-- What you have to do --
Please carry on the piece about riding lessons and a horse dropping its shoulder, picking up after its last sentence.

Over the years I have found that some of my lessons help me more than the rider that I am giving the lesson. Because, during lessons I am asked questions about things that I sometimes have not thought about in some time. This causes me to go back and re-live situations and horses from the past. Whether they taught me something that I may want to use again or something that I may not want to repeat.
I was asked the other day during a lesson why I was in the wrong lead. I responded with, “One mans wrong lead is another man’s counter canter” . By this I mean that often times in order for a trainer or rider to take his horse to the next level, you sometimes have to think outside of the box.
Let’s take for example you have a problem with your horse leaning or dropping a shoulder when loping in a circle. Sometimes you will hear someone say that you need to use your inside leg pressure to push the horse’s shoulder up and lift up with the inside rein. This works most of the time but, soon becomes something that you are constantly riding around doing because it seems now that the horse continually does this and the problem is compounded.
Another way to think or work on this problem is rather than work on his shoulder, fix the way the horse lopes. Meaning that he will not lean if he is loping straight with his rear end underneath him. The deeper and stronger you have a horse driving from the rear end the more that he is forced to level his shoulders and lift both to lope collected and straight.

Collected data
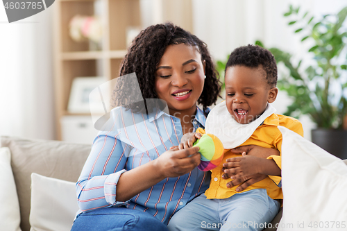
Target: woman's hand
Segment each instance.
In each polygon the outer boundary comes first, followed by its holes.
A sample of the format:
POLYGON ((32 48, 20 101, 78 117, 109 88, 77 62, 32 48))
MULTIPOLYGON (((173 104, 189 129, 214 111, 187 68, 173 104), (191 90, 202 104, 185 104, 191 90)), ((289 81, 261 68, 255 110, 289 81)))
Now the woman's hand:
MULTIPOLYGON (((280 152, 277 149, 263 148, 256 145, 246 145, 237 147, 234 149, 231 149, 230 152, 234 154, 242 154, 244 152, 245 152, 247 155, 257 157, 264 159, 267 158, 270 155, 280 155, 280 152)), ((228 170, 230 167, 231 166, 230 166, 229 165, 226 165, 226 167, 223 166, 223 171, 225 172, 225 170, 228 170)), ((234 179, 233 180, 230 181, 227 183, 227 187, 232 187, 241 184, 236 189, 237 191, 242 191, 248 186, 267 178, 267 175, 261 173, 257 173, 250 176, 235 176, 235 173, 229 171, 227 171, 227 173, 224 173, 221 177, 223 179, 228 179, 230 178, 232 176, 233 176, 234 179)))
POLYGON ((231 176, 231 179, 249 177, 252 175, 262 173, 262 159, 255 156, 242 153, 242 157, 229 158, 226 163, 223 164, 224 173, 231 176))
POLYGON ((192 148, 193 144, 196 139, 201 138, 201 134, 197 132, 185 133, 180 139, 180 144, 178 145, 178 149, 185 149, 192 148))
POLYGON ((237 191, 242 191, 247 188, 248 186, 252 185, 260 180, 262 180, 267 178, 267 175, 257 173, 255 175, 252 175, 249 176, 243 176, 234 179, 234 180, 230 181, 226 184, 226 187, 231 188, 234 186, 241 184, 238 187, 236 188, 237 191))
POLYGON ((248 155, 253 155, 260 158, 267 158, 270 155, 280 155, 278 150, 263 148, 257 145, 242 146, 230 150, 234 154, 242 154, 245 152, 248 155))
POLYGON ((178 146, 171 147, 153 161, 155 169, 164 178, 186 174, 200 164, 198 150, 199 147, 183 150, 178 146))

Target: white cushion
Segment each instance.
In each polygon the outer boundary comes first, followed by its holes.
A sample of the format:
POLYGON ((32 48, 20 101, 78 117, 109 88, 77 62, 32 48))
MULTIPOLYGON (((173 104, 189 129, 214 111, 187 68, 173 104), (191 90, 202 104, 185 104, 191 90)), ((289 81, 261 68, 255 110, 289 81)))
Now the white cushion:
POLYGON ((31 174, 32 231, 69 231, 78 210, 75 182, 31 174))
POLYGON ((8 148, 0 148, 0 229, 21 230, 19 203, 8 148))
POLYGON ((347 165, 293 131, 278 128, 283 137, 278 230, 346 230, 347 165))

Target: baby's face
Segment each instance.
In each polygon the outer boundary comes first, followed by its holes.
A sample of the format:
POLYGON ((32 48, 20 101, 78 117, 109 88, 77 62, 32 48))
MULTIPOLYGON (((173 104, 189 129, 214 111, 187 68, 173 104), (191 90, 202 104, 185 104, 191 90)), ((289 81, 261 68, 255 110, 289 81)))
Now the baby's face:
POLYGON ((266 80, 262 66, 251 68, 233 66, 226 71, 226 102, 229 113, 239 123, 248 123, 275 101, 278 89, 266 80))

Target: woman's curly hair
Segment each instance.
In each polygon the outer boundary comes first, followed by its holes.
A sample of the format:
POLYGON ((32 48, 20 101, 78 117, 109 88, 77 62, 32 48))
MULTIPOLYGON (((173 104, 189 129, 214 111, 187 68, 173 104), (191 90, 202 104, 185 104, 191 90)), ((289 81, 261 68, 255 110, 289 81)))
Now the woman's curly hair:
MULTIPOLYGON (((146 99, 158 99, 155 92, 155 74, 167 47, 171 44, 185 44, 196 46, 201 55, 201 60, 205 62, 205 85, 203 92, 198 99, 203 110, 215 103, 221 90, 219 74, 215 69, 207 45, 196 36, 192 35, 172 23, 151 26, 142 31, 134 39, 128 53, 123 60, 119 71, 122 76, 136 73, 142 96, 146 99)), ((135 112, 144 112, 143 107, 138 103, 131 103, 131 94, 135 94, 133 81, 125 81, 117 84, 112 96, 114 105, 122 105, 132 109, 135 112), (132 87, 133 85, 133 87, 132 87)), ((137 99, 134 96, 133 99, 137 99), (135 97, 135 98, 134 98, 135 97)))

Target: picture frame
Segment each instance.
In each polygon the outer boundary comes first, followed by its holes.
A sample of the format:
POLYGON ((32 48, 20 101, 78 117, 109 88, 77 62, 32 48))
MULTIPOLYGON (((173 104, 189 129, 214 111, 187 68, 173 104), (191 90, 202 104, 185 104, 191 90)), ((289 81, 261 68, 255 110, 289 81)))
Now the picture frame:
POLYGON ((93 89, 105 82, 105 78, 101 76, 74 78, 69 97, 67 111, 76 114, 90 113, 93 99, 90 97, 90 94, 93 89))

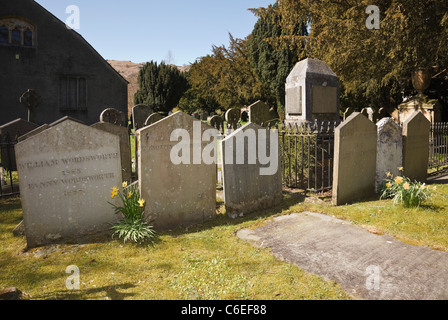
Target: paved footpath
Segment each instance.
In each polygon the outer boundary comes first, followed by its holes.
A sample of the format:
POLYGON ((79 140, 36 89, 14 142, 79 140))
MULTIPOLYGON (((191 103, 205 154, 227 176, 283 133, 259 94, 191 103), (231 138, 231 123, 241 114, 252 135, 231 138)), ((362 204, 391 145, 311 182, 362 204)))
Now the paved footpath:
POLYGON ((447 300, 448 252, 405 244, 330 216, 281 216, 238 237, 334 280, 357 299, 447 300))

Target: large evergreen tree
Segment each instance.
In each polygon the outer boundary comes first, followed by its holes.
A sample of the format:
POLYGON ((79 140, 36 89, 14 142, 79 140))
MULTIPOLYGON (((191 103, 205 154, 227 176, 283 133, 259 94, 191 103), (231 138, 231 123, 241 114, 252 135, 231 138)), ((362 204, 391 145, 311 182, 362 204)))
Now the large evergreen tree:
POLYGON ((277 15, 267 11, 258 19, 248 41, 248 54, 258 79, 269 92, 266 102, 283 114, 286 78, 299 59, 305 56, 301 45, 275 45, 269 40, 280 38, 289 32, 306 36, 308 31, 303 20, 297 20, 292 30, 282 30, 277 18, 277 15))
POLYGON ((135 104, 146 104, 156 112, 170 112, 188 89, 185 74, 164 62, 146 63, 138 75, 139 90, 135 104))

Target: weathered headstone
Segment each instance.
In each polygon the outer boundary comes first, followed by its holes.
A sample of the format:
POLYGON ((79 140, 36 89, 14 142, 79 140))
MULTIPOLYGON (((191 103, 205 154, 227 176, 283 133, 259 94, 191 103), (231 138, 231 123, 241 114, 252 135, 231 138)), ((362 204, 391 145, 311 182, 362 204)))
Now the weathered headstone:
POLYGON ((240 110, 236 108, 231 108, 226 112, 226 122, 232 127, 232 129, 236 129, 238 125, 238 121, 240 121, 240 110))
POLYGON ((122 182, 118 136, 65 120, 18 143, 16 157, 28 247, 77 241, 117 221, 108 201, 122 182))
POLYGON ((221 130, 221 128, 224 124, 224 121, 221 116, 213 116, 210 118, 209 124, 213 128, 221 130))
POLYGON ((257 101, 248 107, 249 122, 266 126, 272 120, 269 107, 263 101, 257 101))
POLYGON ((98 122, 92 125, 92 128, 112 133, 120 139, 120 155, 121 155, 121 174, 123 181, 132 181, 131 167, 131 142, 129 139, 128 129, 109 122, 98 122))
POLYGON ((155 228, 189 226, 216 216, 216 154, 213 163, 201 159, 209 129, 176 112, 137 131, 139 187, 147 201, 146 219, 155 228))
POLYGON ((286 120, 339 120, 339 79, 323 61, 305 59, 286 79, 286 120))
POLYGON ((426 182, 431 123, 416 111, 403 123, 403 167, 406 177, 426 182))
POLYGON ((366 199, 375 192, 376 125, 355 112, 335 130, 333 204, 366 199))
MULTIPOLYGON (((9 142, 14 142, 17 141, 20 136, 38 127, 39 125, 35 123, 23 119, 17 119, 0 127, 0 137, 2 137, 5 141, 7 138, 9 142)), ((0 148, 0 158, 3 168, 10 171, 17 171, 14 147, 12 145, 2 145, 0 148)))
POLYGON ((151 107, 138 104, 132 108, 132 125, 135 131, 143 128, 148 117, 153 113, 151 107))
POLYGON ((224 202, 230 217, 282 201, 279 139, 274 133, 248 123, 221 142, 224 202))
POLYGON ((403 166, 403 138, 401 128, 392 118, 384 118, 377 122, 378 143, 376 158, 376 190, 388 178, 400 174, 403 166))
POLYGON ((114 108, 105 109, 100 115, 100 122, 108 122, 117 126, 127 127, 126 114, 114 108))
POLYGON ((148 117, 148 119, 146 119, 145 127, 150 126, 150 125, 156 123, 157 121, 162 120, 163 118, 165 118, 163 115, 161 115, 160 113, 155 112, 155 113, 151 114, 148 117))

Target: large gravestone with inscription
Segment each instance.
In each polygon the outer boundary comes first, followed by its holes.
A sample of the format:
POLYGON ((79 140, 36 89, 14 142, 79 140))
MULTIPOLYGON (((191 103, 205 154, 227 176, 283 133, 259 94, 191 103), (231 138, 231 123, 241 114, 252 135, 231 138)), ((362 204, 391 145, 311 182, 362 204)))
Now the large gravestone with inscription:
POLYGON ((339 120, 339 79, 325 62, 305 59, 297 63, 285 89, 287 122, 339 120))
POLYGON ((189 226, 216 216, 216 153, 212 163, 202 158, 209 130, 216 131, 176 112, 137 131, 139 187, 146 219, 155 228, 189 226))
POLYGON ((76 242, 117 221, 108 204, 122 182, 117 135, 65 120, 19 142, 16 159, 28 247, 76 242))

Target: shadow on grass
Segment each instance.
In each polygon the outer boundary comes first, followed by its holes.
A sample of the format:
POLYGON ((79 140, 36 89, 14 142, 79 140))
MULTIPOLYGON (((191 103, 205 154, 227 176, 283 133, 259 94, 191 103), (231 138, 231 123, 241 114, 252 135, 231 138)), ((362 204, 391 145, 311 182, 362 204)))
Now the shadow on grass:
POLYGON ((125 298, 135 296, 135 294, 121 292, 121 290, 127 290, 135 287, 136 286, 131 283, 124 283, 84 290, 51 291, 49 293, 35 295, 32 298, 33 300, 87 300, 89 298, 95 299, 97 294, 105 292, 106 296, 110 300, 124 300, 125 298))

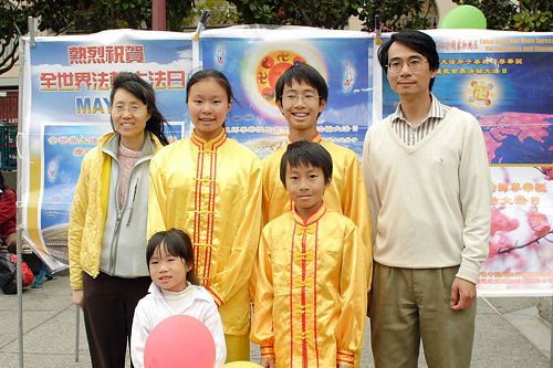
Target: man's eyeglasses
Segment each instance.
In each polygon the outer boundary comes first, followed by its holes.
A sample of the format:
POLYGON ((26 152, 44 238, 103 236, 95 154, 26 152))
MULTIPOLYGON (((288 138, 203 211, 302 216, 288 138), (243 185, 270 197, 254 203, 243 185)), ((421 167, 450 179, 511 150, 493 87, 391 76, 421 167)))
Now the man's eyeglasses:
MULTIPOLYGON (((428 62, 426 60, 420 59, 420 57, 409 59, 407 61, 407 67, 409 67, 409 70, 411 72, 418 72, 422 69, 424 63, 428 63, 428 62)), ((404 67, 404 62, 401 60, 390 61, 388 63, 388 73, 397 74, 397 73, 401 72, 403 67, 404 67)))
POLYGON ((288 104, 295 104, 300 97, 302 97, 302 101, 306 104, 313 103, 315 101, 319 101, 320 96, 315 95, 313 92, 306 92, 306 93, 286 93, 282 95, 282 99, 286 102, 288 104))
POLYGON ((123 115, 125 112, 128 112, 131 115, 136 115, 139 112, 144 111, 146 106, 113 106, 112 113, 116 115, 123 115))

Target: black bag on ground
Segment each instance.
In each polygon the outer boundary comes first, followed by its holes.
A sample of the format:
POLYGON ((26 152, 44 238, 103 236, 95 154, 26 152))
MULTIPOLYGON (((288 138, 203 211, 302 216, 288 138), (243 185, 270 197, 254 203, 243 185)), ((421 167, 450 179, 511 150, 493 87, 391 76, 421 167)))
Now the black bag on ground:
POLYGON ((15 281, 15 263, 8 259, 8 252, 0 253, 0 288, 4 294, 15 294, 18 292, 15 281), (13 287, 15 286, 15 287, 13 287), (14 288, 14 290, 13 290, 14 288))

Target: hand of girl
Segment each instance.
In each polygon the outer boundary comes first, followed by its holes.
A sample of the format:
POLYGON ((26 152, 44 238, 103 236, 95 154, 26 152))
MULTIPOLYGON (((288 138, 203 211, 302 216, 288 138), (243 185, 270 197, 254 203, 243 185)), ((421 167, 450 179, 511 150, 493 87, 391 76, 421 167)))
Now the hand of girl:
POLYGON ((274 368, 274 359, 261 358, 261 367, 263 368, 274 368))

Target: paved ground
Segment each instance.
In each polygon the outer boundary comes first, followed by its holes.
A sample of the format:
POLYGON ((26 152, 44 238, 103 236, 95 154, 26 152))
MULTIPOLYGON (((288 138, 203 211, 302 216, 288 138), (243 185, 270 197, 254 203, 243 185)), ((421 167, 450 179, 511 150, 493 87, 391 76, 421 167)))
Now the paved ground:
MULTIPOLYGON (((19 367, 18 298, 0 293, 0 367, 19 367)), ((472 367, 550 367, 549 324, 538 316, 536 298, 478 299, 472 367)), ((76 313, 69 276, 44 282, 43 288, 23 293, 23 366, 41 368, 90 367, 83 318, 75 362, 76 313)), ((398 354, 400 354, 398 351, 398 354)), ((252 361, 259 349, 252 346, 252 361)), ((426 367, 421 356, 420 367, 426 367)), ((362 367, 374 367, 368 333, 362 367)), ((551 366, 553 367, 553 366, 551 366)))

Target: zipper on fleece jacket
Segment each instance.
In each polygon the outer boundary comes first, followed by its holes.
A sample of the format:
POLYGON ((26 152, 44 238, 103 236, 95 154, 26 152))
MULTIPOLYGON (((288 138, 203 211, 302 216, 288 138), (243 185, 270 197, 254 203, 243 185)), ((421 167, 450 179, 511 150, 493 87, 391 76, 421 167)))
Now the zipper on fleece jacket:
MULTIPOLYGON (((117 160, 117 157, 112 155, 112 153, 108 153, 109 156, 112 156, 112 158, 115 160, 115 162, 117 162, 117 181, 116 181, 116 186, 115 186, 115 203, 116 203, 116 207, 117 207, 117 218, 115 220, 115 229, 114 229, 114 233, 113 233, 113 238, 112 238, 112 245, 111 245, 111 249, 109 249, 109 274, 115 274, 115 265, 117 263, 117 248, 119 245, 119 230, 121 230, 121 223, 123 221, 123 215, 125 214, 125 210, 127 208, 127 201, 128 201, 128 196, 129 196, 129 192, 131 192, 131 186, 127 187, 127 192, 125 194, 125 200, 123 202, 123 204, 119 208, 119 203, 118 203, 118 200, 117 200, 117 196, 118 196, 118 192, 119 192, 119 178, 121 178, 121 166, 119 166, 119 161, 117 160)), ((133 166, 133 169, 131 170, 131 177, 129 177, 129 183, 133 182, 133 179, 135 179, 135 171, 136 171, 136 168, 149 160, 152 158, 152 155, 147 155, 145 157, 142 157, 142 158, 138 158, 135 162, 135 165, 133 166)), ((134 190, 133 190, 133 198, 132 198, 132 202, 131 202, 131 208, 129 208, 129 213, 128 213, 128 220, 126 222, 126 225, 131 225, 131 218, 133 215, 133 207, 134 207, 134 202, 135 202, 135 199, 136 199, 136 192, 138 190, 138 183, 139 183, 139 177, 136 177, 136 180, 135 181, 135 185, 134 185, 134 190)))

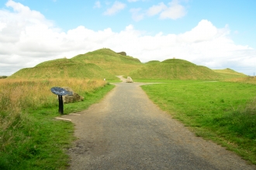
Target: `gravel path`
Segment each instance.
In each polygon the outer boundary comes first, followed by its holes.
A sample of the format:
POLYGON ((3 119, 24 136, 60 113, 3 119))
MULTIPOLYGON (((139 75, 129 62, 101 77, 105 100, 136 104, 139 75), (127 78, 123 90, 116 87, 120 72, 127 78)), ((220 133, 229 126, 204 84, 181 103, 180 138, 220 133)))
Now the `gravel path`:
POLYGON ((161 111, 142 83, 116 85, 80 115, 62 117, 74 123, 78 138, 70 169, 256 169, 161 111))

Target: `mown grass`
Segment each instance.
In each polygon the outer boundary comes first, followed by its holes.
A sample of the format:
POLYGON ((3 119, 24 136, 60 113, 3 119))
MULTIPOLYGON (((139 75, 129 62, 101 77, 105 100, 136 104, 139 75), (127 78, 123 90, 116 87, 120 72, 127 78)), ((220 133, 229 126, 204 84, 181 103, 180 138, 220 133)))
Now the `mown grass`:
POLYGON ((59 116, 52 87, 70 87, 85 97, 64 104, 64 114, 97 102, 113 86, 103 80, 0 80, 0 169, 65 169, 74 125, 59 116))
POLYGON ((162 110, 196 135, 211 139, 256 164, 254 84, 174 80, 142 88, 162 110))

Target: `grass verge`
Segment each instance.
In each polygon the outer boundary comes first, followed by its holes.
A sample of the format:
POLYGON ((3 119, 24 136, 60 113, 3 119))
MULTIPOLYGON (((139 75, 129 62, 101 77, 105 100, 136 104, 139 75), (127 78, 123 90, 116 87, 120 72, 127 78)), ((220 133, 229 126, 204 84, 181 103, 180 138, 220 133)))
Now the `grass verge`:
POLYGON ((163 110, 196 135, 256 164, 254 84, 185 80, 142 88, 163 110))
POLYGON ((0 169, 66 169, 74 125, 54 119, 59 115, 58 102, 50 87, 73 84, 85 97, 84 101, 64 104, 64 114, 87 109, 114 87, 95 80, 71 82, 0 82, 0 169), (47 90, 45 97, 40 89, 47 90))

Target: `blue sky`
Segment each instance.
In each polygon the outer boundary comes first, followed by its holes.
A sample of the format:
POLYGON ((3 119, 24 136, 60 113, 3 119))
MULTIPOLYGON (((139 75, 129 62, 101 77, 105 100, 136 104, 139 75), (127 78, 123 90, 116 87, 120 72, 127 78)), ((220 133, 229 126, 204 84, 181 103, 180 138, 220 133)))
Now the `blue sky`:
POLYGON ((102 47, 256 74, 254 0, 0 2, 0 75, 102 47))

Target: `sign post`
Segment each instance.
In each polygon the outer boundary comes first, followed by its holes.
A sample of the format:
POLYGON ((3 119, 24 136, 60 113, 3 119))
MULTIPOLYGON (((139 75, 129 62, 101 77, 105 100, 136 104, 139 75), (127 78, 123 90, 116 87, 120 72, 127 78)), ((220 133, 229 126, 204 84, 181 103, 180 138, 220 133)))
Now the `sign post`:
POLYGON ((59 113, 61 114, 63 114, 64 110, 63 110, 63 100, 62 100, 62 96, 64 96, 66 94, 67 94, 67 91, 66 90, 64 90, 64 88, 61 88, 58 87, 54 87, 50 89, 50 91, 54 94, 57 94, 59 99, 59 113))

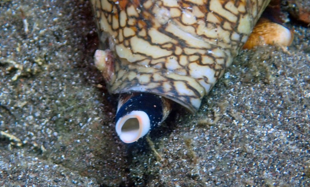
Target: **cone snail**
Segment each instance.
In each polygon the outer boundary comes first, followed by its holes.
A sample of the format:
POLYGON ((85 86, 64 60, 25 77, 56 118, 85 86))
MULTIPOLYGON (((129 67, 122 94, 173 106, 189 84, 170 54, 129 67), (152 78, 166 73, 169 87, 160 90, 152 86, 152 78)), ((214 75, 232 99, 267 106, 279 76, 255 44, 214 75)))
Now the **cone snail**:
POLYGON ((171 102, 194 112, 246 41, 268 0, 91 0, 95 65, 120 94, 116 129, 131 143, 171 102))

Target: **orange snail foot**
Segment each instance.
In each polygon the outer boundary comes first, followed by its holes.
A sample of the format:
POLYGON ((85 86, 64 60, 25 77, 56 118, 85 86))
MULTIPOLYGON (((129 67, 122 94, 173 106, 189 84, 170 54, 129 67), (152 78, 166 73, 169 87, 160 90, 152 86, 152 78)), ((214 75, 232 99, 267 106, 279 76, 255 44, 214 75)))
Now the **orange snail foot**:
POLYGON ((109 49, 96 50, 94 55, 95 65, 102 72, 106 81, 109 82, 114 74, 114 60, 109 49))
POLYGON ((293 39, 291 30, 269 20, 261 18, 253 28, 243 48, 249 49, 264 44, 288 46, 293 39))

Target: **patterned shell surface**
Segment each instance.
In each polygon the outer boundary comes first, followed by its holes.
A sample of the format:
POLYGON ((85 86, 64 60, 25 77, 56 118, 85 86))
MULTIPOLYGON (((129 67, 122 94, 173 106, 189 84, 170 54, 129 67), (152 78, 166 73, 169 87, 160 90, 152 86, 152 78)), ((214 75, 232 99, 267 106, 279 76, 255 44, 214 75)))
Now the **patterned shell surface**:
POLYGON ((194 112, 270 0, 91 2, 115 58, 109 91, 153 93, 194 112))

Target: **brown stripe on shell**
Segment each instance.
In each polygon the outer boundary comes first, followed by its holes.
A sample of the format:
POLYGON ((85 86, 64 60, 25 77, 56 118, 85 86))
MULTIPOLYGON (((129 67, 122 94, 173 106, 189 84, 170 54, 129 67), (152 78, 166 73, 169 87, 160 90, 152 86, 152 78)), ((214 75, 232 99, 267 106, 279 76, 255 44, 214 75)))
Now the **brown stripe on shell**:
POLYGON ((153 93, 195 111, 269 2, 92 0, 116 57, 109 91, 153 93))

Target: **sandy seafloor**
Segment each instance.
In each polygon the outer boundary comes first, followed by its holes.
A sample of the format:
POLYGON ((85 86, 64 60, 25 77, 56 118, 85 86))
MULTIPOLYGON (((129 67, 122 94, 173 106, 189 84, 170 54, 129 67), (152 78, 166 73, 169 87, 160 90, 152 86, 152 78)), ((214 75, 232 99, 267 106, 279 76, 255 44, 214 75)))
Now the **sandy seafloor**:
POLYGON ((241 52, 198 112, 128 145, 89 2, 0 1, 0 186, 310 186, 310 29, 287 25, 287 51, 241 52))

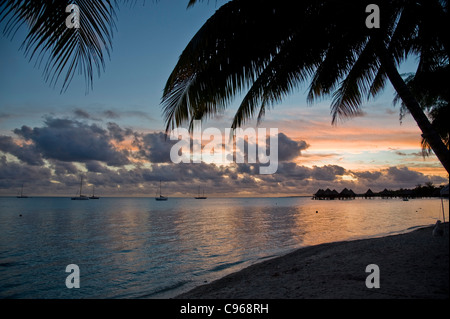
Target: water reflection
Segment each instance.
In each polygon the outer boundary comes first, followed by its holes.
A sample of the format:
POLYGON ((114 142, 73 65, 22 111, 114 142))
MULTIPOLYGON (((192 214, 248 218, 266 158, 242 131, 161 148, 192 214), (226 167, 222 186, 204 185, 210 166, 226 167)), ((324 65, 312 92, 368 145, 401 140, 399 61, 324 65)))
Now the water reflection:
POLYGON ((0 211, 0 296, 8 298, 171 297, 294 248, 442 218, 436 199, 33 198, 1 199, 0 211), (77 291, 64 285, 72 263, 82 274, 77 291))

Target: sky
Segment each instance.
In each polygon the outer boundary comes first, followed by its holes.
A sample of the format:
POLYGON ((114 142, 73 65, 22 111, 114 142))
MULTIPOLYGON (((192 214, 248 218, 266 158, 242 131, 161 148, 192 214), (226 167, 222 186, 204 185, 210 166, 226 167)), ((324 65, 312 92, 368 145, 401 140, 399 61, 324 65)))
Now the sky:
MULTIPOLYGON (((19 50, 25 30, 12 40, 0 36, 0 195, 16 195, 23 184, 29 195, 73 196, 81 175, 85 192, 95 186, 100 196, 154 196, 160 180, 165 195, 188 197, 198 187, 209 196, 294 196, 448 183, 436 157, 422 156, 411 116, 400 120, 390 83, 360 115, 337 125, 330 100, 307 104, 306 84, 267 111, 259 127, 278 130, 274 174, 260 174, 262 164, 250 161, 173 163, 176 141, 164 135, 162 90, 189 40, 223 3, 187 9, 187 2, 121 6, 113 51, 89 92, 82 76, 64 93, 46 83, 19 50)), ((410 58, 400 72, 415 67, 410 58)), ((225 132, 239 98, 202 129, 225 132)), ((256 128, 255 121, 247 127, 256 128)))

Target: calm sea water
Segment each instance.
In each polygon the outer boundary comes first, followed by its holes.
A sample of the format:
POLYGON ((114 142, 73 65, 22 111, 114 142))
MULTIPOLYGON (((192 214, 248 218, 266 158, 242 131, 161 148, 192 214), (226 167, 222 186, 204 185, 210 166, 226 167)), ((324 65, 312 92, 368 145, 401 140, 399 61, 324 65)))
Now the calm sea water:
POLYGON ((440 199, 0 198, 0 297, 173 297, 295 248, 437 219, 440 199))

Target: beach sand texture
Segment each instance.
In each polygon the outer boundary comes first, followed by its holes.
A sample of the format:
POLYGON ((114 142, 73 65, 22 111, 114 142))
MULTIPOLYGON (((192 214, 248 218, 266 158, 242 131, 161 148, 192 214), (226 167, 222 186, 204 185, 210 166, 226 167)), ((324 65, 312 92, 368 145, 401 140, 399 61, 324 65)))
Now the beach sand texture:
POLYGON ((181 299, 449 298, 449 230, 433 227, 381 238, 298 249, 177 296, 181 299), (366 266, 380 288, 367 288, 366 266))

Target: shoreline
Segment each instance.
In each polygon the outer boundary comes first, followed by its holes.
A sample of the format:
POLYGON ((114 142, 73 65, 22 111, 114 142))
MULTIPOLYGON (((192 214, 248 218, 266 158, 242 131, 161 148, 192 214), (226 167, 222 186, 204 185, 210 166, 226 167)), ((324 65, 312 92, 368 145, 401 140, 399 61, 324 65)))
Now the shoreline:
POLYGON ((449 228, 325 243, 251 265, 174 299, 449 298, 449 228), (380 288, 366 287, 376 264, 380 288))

-- Task answer --
Yet another way to attack this problem is to counter arc and counter lope the horse. If you are having problems with a horse that drops his left shoulder when loping to the left, then try to lope him to the right in a left lead with his head to the left. This will force him to pick up his left shoulder without using as much leg. It also requires him to keep his shoulder elevated continuously, and does not allow him to revert back to dropping it. Something to remember when doing this is that if your horse has not been asked to use his body in this way before, you as a rider need to be a little patient in allowing your horse the chance to get the hang of it. I have also found that doing this will help you with your guide to the approach to a lead change.
The key thing to remember is that in order for your horse to be proficient in a particular maneuver he must be able to effectively do all maneuvers.